Your instructions = Reproduce verbatim everything from the beginning of the listing down to and including the line containing "pixel 235 131". Omit the pictures from your reproduction.

Provided data =
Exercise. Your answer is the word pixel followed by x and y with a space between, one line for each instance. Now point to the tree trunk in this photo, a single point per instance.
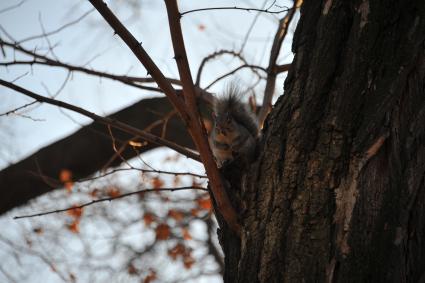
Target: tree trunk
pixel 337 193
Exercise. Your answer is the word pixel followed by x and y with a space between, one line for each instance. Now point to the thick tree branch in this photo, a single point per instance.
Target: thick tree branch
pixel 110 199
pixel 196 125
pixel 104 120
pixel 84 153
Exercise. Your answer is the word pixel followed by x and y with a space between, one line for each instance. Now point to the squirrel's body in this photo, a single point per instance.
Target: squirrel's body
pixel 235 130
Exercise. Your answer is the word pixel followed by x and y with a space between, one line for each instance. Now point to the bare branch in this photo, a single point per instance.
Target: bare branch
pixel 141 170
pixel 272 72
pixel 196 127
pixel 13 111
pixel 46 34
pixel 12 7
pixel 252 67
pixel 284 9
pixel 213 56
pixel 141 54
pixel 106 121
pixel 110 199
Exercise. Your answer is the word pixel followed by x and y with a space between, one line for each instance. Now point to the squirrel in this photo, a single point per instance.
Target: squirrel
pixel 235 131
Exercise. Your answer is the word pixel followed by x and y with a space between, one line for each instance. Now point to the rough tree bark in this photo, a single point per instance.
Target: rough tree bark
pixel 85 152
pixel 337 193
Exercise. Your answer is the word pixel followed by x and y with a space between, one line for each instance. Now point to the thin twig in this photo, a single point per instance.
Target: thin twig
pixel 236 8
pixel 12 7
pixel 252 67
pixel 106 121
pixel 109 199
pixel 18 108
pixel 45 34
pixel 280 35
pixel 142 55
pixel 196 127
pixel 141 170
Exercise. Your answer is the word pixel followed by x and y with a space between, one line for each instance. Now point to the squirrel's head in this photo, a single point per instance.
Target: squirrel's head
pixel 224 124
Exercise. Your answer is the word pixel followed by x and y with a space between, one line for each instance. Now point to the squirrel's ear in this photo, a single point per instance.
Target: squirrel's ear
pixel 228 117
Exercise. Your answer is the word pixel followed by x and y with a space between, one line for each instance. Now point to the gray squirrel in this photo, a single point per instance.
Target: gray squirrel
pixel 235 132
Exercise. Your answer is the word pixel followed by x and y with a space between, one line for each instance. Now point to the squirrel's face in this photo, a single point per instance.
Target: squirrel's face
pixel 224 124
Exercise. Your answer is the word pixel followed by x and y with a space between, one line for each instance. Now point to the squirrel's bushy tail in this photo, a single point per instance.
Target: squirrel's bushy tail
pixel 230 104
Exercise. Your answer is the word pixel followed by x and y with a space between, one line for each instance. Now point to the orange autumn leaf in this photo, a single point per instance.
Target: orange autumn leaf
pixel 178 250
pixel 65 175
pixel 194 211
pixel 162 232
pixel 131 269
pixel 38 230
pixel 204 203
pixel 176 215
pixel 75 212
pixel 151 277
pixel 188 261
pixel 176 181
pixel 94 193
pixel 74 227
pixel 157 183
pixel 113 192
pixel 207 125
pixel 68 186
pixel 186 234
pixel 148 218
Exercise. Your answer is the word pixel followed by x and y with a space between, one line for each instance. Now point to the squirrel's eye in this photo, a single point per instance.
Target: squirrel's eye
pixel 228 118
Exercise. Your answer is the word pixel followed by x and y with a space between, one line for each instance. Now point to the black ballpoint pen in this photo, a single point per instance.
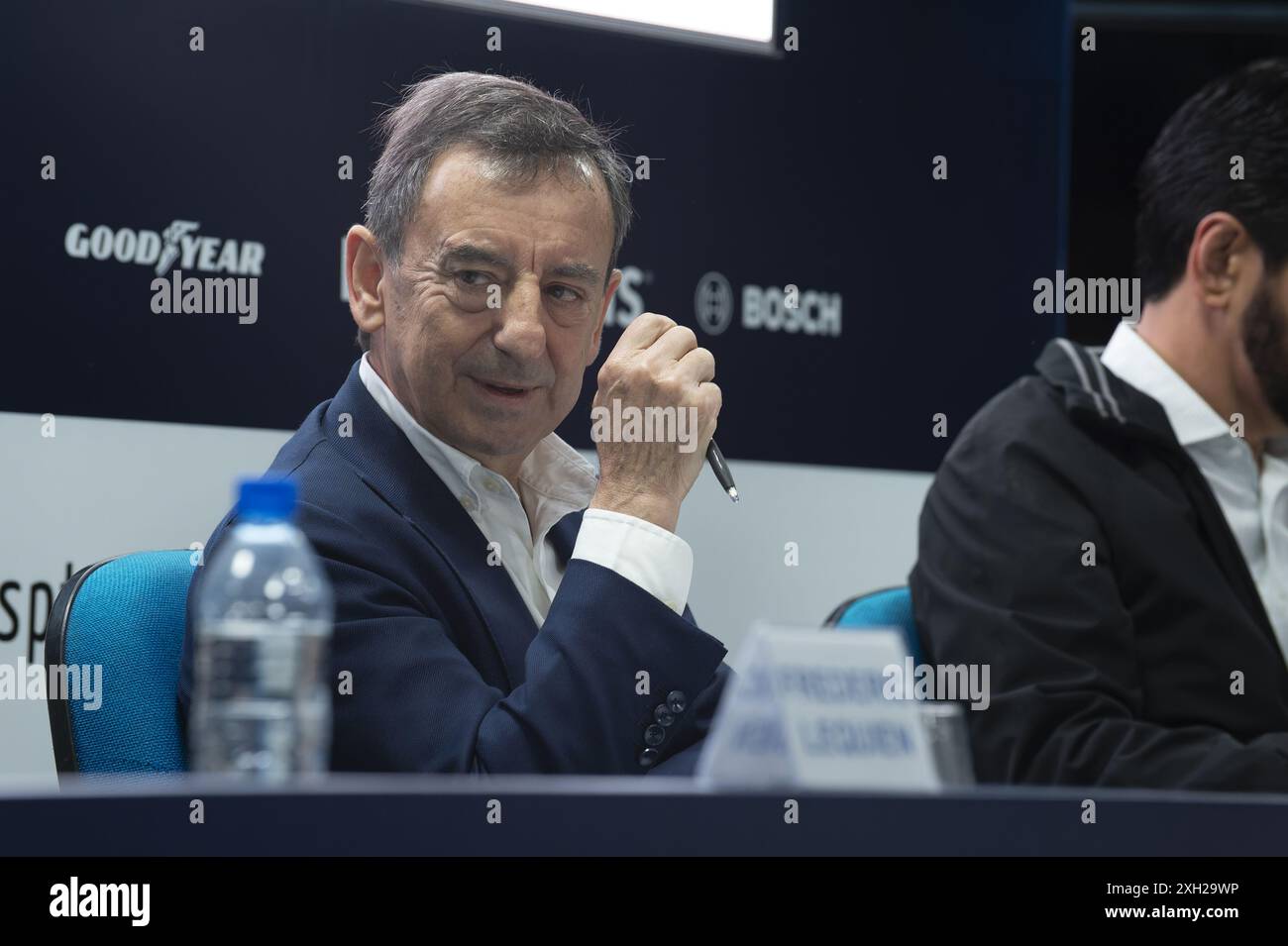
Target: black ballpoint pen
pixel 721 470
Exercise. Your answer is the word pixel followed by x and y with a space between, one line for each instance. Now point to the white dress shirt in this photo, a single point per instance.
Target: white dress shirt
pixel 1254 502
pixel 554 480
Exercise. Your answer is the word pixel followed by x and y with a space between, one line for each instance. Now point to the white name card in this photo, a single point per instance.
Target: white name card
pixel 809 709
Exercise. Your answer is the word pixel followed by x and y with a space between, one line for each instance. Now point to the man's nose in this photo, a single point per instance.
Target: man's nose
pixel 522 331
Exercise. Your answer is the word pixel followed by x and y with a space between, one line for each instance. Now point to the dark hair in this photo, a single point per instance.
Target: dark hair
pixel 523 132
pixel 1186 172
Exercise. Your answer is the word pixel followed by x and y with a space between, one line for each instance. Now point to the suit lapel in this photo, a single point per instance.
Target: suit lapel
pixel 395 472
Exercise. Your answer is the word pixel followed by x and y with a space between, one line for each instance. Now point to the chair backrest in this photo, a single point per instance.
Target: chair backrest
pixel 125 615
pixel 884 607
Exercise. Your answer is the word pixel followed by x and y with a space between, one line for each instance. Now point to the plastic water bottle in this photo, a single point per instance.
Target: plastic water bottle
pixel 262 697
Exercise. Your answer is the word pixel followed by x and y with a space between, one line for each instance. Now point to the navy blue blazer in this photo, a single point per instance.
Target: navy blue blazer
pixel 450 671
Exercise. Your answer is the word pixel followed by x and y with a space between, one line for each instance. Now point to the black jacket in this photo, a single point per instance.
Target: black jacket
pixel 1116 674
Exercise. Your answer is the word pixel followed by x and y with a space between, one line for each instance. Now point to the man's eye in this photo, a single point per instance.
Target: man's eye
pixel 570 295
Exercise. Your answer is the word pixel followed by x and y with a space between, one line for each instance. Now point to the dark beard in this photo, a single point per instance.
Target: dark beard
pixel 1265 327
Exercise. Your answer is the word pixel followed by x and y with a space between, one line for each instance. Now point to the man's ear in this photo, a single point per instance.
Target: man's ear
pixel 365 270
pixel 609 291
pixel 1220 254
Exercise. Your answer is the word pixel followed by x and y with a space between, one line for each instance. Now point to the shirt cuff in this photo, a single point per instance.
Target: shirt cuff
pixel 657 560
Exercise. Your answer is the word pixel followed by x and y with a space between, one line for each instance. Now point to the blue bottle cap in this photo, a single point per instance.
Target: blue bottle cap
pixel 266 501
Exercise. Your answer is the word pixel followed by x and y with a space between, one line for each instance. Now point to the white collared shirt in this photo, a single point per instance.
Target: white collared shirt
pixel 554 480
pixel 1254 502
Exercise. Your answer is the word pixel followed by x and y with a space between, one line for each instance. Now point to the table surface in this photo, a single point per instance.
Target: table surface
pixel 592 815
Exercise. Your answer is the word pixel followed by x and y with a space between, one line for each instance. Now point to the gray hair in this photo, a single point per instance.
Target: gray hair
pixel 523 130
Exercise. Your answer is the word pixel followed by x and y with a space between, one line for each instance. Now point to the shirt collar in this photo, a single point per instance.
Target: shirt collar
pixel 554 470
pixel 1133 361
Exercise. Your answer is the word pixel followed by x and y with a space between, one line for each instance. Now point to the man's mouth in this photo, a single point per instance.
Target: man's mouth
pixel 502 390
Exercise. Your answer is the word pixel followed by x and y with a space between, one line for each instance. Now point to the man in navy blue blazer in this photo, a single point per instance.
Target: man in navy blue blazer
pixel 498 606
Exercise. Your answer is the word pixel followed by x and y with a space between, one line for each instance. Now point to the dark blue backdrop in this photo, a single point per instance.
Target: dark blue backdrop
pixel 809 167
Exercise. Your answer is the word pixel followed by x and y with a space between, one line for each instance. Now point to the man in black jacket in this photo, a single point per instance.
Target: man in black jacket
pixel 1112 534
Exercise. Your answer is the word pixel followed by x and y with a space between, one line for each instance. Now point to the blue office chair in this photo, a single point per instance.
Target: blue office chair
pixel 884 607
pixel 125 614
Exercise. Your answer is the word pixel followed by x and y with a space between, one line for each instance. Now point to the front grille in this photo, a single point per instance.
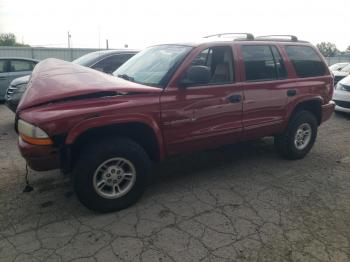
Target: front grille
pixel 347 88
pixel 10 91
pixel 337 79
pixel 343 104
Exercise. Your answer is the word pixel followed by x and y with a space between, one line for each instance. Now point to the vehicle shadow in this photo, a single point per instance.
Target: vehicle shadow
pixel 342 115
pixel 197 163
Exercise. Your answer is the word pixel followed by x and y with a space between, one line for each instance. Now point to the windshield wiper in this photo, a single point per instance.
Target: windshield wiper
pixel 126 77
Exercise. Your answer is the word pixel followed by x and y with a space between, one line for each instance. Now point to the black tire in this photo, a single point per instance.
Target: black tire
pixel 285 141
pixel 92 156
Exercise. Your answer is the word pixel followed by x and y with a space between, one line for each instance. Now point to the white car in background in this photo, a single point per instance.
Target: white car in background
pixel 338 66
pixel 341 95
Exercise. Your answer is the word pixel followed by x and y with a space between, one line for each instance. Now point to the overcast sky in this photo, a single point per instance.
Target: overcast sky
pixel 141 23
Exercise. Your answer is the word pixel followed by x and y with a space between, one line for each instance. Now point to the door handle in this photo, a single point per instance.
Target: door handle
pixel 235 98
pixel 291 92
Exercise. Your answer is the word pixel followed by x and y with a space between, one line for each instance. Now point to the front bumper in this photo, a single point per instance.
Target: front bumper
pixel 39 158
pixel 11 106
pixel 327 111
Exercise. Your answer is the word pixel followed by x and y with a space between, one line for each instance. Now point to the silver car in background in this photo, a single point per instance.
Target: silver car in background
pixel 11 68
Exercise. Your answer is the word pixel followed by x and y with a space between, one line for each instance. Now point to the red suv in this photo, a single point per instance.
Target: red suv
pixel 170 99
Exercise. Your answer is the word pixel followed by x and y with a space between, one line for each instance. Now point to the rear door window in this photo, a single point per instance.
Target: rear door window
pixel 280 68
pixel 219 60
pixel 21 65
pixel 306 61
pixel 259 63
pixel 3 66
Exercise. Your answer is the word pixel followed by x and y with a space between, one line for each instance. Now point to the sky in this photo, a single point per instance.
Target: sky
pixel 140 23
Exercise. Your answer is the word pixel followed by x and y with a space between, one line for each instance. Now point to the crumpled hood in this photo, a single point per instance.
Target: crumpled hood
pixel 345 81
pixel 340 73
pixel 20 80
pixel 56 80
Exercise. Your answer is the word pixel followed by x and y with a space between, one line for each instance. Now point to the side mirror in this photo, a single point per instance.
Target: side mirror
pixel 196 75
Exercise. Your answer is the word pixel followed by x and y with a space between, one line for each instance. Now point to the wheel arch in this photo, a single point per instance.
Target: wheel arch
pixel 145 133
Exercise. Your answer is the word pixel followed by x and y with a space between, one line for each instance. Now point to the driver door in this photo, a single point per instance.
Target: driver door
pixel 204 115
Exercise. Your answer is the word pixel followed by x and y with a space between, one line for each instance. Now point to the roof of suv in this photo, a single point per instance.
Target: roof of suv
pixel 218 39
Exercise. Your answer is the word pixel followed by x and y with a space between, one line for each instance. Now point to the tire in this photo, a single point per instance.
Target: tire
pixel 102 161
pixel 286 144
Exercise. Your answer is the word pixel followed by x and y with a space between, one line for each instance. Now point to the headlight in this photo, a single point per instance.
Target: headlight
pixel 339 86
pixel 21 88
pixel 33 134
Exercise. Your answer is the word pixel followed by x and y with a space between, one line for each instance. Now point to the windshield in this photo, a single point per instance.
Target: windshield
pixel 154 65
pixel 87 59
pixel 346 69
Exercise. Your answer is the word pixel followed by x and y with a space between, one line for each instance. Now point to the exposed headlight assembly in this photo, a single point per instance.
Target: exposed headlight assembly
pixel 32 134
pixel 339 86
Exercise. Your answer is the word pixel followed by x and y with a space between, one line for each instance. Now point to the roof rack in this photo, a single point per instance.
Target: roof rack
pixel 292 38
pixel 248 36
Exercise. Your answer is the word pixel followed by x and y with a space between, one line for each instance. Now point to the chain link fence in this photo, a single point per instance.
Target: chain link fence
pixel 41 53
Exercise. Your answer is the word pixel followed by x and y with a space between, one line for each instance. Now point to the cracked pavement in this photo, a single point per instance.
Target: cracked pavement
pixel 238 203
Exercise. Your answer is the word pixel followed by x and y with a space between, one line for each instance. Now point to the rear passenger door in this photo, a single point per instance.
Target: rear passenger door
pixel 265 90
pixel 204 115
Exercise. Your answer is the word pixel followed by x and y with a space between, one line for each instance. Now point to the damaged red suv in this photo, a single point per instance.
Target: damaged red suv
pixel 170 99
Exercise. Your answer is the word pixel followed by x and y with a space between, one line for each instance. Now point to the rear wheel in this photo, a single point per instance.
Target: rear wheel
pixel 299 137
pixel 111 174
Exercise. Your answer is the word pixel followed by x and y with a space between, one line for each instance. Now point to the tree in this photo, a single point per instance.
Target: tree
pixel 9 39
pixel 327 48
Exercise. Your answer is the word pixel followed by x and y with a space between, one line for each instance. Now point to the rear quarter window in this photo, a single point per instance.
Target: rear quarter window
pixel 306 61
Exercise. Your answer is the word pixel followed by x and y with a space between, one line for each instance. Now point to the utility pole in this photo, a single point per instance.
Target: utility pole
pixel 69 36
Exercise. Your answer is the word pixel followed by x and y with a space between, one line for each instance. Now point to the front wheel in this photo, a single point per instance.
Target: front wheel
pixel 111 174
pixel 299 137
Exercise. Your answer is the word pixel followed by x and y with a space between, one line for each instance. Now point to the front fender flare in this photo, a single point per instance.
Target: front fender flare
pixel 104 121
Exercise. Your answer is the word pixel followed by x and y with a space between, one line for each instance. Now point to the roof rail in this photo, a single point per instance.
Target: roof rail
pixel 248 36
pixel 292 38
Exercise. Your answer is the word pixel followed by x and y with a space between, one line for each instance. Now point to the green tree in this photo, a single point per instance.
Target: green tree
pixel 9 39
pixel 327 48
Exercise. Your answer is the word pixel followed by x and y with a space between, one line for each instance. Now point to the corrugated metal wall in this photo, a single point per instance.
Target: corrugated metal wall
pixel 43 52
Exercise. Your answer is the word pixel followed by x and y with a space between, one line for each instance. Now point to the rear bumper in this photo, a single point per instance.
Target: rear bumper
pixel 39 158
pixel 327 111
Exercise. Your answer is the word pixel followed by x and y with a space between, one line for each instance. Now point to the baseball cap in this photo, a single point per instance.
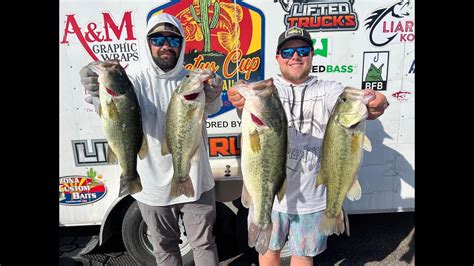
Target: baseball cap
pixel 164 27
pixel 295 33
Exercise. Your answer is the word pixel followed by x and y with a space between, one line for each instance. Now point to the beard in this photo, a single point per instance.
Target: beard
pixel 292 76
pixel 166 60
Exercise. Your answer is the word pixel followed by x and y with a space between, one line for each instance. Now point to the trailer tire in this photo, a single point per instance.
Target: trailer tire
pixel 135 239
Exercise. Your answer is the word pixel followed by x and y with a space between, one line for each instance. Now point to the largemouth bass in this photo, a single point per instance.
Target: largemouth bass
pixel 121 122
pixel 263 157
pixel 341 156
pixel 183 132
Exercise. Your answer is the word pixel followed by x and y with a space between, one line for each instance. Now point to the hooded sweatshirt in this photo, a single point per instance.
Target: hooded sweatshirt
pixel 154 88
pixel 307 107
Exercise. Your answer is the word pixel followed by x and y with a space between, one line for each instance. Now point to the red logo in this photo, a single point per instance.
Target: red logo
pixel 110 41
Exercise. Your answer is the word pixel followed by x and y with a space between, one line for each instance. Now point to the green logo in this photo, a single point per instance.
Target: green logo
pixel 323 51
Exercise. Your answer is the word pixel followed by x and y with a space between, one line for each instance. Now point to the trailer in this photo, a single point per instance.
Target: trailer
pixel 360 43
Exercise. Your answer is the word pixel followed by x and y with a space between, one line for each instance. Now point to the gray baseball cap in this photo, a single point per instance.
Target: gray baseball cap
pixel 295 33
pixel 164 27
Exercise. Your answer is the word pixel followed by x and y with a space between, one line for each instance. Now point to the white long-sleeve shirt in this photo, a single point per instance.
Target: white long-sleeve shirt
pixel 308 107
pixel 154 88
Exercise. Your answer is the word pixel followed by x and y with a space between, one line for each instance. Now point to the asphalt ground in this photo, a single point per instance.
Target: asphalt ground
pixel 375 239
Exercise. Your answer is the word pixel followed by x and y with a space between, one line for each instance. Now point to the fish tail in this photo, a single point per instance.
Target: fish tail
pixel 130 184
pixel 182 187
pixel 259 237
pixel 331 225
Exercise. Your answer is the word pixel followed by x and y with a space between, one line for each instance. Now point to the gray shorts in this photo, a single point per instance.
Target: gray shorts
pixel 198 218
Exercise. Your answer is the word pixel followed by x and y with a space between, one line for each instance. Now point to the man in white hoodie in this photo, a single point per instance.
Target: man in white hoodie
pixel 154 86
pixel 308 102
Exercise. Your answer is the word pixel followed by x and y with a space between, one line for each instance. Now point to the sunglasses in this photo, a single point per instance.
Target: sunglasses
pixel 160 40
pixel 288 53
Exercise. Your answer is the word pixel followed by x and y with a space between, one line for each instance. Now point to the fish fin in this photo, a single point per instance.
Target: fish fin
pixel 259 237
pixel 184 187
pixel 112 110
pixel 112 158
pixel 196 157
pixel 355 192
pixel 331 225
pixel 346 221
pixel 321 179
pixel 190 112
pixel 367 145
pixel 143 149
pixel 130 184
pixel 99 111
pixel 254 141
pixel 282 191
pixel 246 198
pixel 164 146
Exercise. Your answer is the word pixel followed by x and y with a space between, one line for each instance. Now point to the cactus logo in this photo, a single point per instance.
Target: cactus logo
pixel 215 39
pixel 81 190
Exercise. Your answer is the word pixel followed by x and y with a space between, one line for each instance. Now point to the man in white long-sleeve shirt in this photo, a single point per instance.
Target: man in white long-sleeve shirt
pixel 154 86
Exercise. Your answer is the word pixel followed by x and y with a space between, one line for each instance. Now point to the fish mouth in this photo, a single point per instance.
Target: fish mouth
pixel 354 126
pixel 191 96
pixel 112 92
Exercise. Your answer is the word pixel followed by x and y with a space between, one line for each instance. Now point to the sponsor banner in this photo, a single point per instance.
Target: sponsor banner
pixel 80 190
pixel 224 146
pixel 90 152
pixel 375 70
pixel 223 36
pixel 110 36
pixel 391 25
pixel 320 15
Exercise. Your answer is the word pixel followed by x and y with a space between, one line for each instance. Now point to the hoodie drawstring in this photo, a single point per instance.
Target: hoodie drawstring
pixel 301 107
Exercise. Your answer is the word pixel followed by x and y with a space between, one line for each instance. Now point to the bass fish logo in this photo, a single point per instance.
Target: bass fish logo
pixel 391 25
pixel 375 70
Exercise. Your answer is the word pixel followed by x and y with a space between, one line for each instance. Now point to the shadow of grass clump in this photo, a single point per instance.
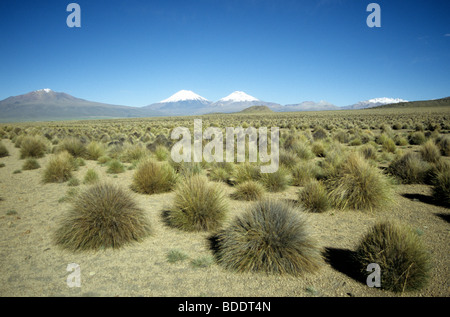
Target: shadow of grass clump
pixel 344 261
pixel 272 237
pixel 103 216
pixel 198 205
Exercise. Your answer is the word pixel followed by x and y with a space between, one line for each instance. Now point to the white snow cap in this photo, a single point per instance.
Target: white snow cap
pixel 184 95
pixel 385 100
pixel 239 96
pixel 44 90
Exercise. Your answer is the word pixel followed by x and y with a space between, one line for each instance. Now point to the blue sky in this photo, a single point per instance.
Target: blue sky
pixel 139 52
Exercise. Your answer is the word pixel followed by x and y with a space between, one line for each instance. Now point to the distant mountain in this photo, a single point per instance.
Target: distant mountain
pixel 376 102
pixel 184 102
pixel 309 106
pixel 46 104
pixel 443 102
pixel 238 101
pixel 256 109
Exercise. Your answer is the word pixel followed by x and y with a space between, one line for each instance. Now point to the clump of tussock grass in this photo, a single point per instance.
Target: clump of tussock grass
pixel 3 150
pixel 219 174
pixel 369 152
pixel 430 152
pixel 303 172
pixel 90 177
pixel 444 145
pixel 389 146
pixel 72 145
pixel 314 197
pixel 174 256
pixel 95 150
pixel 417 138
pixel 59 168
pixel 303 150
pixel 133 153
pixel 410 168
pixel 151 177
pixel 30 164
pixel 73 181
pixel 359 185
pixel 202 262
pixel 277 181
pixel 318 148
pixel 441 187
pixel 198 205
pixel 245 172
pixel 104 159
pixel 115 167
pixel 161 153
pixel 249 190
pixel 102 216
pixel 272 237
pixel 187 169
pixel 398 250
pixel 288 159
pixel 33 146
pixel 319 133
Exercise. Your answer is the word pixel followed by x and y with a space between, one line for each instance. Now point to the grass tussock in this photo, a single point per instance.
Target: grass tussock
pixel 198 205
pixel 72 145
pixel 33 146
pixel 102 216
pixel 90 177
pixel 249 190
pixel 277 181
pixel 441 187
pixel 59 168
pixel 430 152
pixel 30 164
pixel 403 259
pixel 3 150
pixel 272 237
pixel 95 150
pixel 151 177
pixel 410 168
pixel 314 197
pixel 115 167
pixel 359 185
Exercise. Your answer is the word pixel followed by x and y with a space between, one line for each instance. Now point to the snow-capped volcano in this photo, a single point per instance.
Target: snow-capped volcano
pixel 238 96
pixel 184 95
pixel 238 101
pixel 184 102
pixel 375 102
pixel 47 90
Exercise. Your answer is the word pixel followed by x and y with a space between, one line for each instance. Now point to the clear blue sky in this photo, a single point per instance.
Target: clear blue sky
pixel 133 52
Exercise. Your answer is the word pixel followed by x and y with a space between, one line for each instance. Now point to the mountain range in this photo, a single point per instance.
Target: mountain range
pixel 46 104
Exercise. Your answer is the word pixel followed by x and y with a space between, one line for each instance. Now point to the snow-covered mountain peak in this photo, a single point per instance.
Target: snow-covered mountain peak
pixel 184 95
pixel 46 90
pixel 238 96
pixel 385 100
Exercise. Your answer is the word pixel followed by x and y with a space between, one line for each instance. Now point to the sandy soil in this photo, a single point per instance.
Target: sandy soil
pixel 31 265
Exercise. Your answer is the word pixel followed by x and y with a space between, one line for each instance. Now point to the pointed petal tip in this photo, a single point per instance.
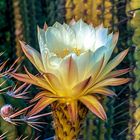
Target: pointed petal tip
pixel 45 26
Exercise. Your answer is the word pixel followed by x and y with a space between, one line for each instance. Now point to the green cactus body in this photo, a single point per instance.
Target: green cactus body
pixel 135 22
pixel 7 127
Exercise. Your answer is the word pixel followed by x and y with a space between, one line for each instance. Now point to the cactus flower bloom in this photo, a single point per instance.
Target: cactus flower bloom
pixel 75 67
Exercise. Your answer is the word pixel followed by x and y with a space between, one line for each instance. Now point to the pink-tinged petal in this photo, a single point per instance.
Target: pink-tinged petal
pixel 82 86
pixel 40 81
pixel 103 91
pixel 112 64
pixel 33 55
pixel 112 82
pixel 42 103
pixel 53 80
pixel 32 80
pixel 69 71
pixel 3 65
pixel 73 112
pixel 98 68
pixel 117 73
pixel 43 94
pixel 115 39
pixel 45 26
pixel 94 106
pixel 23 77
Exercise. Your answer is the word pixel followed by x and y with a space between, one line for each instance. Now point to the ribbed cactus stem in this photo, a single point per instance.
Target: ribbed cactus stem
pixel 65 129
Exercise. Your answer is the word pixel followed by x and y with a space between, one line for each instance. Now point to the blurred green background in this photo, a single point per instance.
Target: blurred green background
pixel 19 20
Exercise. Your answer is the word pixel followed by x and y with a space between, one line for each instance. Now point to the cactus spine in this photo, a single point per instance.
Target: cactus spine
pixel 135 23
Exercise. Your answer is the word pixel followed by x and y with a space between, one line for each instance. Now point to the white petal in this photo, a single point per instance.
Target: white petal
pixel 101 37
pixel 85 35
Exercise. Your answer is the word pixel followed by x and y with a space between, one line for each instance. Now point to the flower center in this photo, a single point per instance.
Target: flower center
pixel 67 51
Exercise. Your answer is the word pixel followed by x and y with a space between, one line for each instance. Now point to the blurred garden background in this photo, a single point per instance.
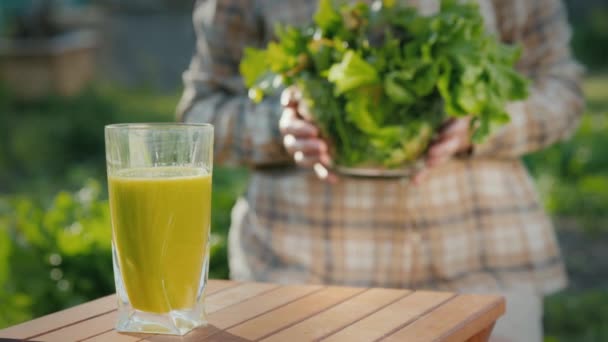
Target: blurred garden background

Reply to the task =
Exercise. Your answer is the word pixel followed by x and y with a space between, one line for each instance. Now point to the tree trunk in this photo, a single point per instance.
Target: tree trunk
pixel 337 193
Exercise. Your answer is the word pixel followed by x and y with a space between, one line for each instance. Now point to the thick tree branch in this photo, a single point per instance.
Target: thick tree branch
pixel 110 199
pixel 196 125
pixel 104 120
pixel 84 153
Exercise. Your answer is the word pixel followed by x and y with a space between, one line for each instance. Now point to the squirrel's body in this photo, a single point per instance.
Target: squirrel's body
pixel 235 130
Exercise. Your answer is the word pixel followed by x and y with a space between, one line for each instance. Now point to the bare branch in this photo, a single point per instance.
Target: bare branch
pixel 141 170
pixel 272 72
pixel 196 127
pixel 13 111
pixel 46 34
pixel 12 7
pixel 252 67
pixel 284 9
pixel 213 56
pixel 141 54
pixel 106 121
pixel 110 199
Exercise. Your answer is the word pixel followed by x and y with a space between, one line for each instance. Now point to the squirrel in this photo, a single point per instance.
Target: squirrel
pixel 235 131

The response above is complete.